Short problem: Go through the listing and set it down exactly, leaving out its pictures.

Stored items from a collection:

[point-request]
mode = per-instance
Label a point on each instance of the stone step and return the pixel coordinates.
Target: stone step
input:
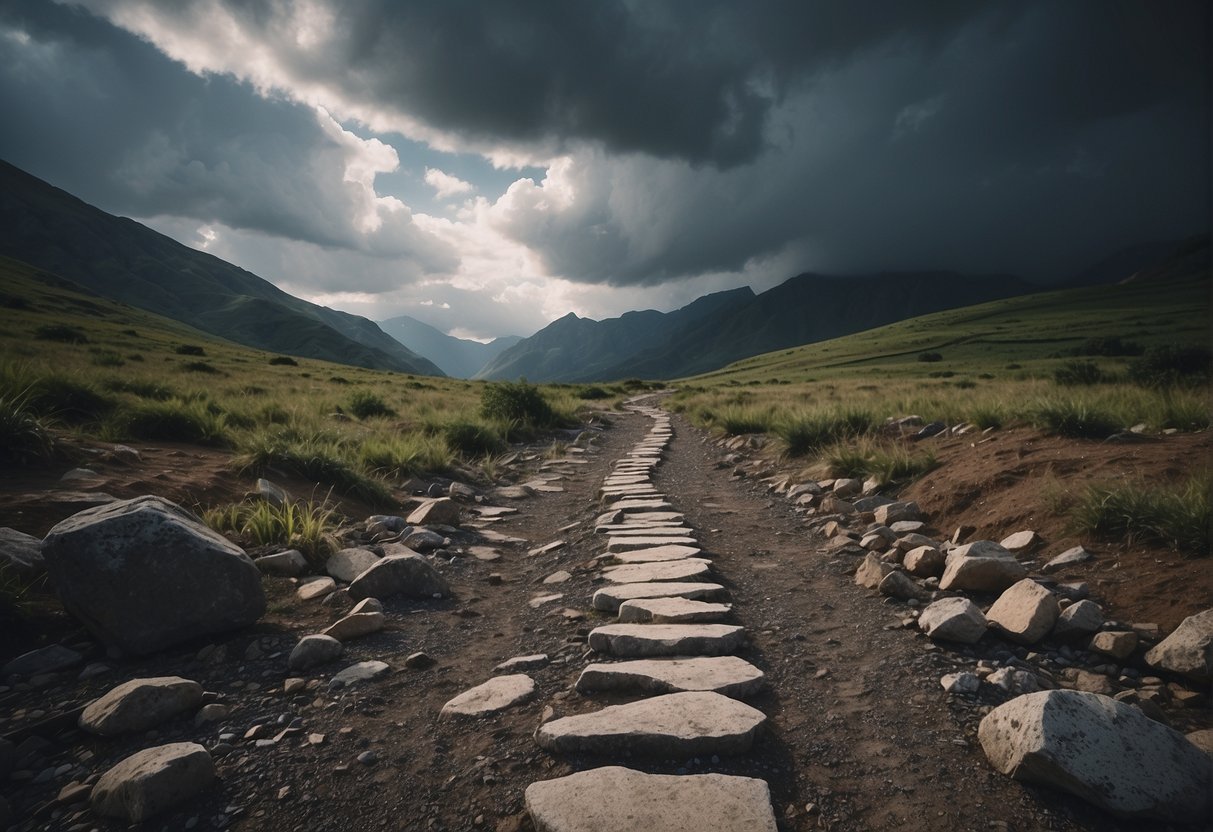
(609, 598)
(728, 676)
(672, 610)
(655, 554)
(496, 694)
(672, 725)
(685, 569)
(628, 640)
(618, 799)
(645, 541)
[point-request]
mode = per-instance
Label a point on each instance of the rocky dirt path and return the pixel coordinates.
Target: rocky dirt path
(631, 621)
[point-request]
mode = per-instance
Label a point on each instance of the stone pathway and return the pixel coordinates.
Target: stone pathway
(670, 627)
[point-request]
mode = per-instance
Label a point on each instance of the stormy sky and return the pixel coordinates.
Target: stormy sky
(490, 166)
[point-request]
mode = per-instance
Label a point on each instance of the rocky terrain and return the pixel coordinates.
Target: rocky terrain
(651, 614)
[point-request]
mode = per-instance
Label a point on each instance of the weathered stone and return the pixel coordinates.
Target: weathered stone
(1068, 558)
(671, 610)
(895, 512)
(290, 563)
(656, 553)
(144, 574)
(728, 676)
(153, 780)
(347, 564)
(51, 659)
(871, 571)
(609, 598)
(981, 574)
(496, 694)
(440, 512)
(899, 585)
(409, 575)
(670, 725)
(356, 625)
(954, 620)
(924, 562)
(616, 799)
(636, 640)
(1189, 650)
(140, 704)
(1120, 645)
(1020, 541)
(1077, 620)
(314, 650)
(21, 553)
(666, 570)
(1103, 751)
(364, 671)
(1025, 613)
(315, 588)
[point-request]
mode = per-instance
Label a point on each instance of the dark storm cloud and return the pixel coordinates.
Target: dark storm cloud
(110, 119)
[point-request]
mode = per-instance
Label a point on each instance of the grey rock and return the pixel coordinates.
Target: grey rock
(152, 781)
(44, 660)
(1025, 613)
(409, 575)
(314, 650)
(144, 574)
(140, 704)
(496, 694)
(1189, 650)
(954, 620)
(22, 553)
(1103, 751)
(290, 563)
(672, 725)
(618, 799)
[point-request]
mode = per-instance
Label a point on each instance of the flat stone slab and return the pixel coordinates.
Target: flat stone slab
(728, 676)
(621, 799)
(662, 570)
(645, 541)
(672, 725)
(671, 610)
(496, 694)
(609, 598)
(655, 554)
(627, 640)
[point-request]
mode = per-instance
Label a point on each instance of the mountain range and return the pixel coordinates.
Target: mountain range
(459, 358)
(727, 326)
(121, 260)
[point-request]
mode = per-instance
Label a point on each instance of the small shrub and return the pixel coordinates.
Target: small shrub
(199, 366)
(365, 404)
(61, 332)
(517, 402)
(1072, 374)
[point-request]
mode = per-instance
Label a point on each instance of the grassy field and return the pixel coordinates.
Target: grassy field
(79, 364)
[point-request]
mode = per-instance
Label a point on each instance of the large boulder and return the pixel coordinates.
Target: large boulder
(153, 780)
(141, 704)
(144, 574)
(409, 575)
(954, 620)
(22, 553)
(981, 574)
(1189, 650)
(1103, 751)
(1025, 613)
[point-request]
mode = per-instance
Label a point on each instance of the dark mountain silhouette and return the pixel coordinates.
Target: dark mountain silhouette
(459, 358)
(121, 260)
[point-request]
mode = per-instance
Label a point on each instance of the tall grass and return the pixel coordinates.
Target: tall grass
(1178, 516)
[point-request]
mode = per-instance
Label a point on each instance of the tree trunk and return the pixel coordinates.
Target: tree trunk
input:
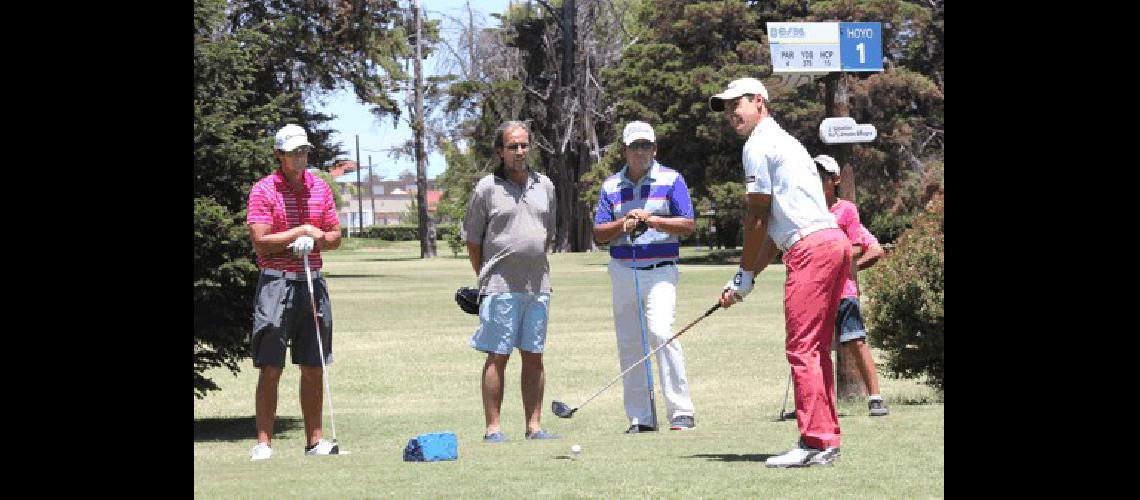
(848, 380)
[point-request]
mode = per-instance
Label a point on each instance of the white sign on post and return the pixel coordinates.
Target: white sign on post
(844, 130)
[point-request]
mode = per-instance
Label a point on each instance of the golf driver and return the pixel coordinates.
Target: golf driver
(641, 322)
(564, 411)
(320, 349)
(782, 407)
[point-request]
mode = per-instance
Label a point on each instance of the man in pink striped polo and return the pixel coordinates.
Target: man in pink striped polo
(786, 210)
(291, 214)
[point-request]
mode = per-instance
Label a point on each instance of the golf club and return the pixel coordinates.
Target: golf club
(782, 407)
(320, 349)
(641, 322)
(564, 411)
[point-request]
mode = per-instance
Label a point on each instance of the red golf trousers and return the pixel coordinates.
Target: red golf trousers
(816, 268)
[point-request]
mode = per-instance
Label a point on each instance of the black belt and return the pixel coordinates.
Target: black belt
(659, 264)
(290, 275)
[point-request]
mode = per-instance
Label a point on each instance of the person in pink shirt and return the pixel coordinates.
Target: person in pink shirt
(291, 214)
(865, 252)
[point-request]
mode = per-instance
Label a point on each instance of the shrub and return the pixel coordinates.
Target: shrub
(904, 300)
(225, 278)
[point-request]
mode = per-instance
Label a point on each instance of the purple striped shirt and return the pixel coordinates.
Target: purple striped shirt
(274, 202)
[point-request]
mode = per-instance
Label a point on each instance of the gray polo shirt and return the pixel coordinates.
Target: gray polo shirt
(513, 224)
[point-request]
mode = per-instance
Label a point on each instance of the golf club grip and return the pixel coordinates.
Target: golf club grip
(714, 308)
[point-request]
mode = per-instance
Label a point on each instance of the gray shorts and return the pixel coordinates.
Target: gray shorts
(849, 320)
(283, 316)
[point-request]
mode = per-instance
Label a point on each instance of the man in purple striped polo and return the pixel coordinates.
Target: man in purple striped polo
(291, 214)
(643, 269)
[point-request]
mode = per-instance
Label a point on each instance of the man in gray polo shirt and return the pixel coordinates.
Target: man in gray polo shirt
(509, 227)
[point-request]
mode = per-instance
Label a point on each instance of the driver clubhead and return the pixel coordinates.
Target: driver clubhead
(561, 409)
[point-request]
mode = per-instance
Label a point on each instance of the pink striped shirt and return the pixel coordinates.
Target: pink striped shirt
(274, 202)
(847, 216)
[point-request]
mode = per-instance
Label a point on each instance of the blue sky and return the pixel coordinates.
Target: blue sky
(353, 119)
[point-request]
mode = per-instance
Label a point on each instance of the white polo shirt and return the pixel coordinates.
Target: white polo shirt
(776, 164)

Exercise answer:
[point-request]
mode = per-instance
Label a point on each instance of the stone step and return the pixel coordinates.
Target: stone step
input:
(609, 598)
(728, 676)
(672, 610)
(655, 554)
(496, 694)
(672, 725)
(685, 569)
(628, 640)
(618, 799)
(645, 541)
[point-request]
mode = per-instance
Label a point on each instance of the rocky dirt path and return the pixel coordinates.
Target: rocky dirt path
(631, 621)
[point-request]
mode = per-instance
Label a point on each instance of the stone pathway and return the pixel coordinates.
Target: stone pathway
(670, 627)
[point-request]
mode = per-instance
Label a point on each instance of the stormy sky and return the pixel coordinates.
Target: stormy sky
(490, 166)
[point-request]
mode = per-instance
Label a point on each instance of the rocky terrain and return the pixel coordinates.
Target: rocky terrain
(651, 614)
[point-request]
mode = per-instance
Label a point on each instance of the weathered stone and return the pixel coordinates.
Target: weathered stone
(1068, 558)
(671, 610)
(895, 512)
(290, 563)
(656, 553)
(144, 574)
(728, 676)
(153, 780)
(347, 564)
(51, 659)
(871, 571)
(609, 598)
(981, 574)
(496, 694)
(440, 512)
(899, 585)
(409, 575)
(670, 725)
(356, 625)
(954, 620)
(924, 562)
(616, 799)
(636, 640)
(1189, 650)
(140, 704)
(1120, 645)
(1020, 541)
(1077, 620)
(314, 650)
(21, 553)
(666, 570)
(1103, 751)
(364, 671)
(1025, 613)
(315, 588)
[point-request]
mode = per-instance
Label a point on each instance of the dark storm cloud and return the pixel coordinates.
Target: dark storm cloud
(110, 119)
[point-request]
mode = per-instance
Label a point on each instance of the grey rock and return the pixel coordinates.
Target: grey rock
(152, 781)
(44, 660)
(1025, 613)
(409, 575)
(314, 650)
(144, 574)
(140, 704)
(496, 694)
(1189, 650)
(954, 620)
(22, 553)
(1103, 751)
(290, 563)
(672, 725)
(618, 799)
[point-request]
mode = per-instance
Label a point on each instance of the flat stone slab and return the pixel coordinates.
Target: flat stone slab
(728, 676)
(621, 799)
(662, 570)
(645, 541)
(672, 725)
(671, 610)
(496, 694)
(609, 598)
(655, 554)
(627, 640)
[point-request]
mode = per-instance
Label a point on each instance of the mountain range and return the pixel coordinates.
Target: mountain range
(459, 358)
(727, 326)
(121, 260)
[point-request]
mode = per-instance
Label a point on each instance of the small shrub and return the pixel coordinates.
Target: small shrub
(199, 366)
(365, 404)
(61, 332)
(517, 402)
(1072, 374)
[point-request]
mode = per-instance
Label a point on each instance of the grassy field and return the pixel coordinates.
Target: grassy field
(79, 364)
[point-request]
mode = per-instance
Label a point on each instance of the large boulder and return the pixel coordinates.
Target: large boulder
(153, 780)
(141, 704)
(144, 574)
(409, 575)
(954, 620)
(22, 553)
(981, 574)
(1189, 650)
(1103, 751)
(1025, 613)
[point-request]
mode = per-instance
Label a point on each instance of the dark mountain silhouette and return the pixel coordinates.
Target: dark mountain silhouette
(459, 358)
(121, 260)
[point-request]
mode = per-instance
Label a point on each instance of the tall grass and return the pixel coordinates.
Target: tall grass
(1178, 516)
[point-request]
mode = per-instance
Label a point on each instance of the tree trunk and return the pixel coordinates.
Target: tree trunk
input:
(848, 380)
[point-request]
mode = per-instance
Label a point on each instance of the white sign on post and return the pixel coordinates.
Target: white sign on post
(844, 130)
[point-request]
mode = per-instance
Label a point on each instance of the golf driver and return the pixel coordinates.
Target: golf driver
(641, 322)
(564, 411)
(320, 349)
(782, 407)
[point-request]
mode = per-instance
Label a point on each instance of the man in pink striped polo and return the pixel coordinates.
Target: man in pink striped polo
(786, 210)
(291, 214)
[point-request]
mode = per-instance
Label a point on each instance of the golf club and return the pixel coordinates.
Target: golf club
(782, 407)
(320, 349)
(641, 322)
(564, 411)
[point-request]
mode = per-instance
Label a point on each instance of the red golf trousers and return the pixel coordinates.
Target: red golf trousers
(816, 268)
[point-request]
mode = per-instance
Label a point on each instance of the black belt and return the pixel coordinates.
Target: black belt
(659, 264)
(290, 275)
[point-request]
mode = per-instance
Label a point on each instance of the person in pink shirt and return the pixel coordinates.
Target: person in pink shirt
(291, 214)
(865, 252)
[point-request]
mode = per-instance
Label a point on each instance of the shrub and return the pixel coordinates.
Target: shrub
(904, 300)
(225, 278)
[point-request]
mode = per-instance
Label a point on each instance of the purple striped shirt and return the pixel coordinates.
Target: purple striped shirt
(274, 202)
[point-request]
mode = per-instance
Label a point on each instance of the gray polo shirt and return the pixel coordinates.
Target: gray polo shirt
(513, 224)
[point-request]
mode = per-instance
Label a point on each instance of the golf club grip and return the pixel coordinates.
Target: golf club grip
(714, 308)
[point-request]
mode = per-instance
Label a point on each instance of the gray shorts and return the pixel coordinates.
Target: gray shorts
(849, 320)
(283, 316)
[point-request]
mode = per-instance
Label a point on each instance of the man in purple striped polo and return the pixel coordinates.
Target: man in purple striped polo
(291, 214)
(643, 269)
[point-request]
mode = per-instance
Label a point on each instance of the man in gray polo shirt and return the pixel coordinates.
Target: man in gray polo shirt
(509, 227)
[point-request]
mode = per-instance
Label a point on each instance of the driver clubhead and return the pixel coordinates.
Target: driver clubhead
(561, 409)
[point-request]
mode = per-instance
Label a point on each instance of the pink striped shirt and return the pixel coordinates.
Target: pink striped shirt
(274, 202)
(847, 216)
[point-request]
mode = per-instance
Label a point on each instance of the blue sky and return the pixel coordinates.
Target: blue sky
(353, 119)
[point-request]
mode = per-instance
Label a point on each instance of the white polo shirt and return the pixel coordinates.
Target: white polo shirt
(776, 164)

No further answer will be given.